#### Extracted information:
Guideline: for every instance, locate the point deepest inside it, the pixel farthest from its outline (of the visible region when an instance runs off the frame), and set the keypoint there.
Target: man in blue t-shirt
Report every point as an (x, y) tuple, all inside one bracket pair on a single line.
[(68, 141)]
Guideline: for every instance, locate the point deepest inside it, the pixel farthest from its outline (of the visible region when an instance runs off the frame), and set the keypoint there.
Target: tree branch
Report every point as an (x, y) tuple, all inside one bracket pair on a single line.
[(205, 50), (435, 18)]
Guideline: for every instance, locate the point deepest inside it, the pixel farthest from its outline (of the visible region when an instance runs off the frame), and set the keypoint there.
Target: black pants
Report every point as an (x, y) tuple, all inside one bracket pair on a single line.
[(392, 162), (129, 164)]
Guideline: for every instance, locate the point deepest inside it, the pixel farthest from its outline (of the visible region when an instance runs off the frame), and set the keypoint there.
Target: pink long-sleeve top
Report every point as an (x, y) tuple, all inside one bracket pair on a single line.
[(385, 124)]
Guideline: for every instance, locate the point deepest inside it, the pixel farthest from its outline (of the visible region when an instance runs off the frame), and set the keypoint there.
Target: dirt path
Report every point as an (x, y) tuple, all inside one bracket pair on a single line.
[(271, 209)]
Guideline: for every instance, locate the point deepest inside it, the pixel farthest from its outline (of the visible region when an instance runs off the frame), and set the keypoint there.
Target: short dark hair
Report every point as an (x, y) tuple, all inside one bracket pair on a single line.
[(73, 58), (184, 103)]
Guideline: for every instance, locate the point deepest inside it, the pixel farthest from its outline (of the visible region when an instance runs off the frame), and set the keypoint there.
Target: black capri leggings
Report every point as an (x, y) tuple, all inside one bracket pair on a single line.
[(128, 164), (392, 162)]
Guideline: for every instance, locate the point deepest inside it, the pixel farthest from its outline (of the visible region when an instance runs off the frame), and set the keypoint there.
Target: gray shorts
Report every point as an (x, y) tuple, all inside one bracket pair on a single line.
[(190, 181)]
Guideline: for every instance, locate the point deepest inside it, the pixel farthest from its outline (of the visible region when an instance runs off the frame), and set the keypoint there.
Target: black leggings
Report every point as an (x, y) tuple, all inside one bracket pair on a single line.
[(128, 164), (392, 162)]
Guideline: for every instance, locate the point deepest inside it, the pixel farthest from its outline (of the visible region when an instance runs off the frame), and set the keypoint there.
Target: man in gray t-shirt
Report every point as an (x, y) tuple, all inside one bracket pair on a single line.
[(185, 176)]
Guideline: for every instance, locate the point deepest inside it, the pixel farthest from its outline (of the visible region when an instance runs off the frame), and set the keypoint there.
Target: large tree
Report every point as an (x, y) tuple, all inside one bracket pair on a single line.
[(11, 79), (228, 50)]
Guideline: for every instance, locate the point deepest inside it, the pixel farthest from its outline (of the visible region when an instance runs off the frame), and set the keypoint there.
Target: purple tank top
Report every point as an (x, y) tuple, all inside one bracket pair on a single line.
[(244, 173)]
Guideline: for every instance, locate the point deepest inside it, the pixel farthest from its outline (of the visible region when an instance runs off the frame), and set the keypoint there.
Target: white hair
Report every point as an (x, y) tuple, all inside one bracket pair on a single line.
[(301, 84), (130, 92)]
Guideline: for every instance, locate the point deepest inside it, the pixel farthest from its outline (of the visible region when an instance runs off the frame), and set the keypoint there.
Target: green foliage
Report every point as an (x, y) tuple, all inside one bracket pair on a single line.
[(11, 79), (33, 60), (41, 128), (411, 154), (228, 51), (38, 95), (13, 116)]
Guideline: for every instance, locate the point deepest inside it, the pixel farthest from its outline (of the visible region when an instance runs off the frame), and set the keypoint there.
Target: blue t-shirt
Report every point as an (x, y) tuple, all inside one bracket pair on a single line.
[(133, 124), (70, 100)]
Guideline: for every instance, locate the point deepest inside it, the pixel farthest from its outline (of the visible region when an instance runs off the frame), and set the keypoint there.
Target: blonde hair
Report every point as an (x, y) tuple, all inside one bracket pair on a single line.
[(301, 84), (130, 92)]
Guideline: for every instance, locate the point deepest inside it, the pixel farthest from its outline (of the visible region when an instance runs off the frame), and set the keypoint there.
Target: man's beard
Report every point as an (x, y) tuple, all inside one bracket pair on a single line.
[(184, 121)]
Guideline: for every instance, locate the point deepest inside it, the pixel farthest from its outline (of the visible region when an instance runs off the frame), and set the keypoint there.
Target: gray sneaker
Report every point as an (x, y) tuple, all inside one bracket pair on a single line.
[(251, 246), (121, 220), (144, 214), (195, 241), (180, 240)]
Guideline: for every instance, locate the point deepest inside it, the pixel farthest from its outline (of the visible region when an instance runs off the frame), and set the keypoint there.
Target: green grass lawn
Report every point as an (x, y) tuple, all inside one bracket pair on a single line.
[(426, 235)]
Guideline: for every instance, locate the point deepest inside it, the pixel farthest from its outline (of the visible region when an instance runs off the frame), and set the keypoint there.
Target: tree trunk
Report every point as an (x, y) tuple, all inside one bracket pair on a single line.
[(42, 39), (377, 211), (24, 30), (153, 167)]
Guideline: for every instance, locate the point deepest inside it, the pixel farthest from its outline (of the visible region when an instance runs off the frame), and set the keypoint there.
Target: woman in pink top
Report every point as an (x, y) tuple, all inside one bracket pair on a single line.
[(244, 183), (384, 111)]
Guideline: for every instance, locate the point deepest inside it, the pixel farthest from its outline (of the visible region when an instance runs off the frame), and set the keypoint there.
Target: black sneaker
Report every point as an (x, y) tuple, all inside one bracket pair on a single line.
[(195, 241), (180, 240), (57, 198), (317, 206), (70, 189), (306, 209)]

#### Short task:
List every line of the records that contains the word "leggings", matching case exactly.

#### Response below:
Target: black capri leggings
Target: black leggings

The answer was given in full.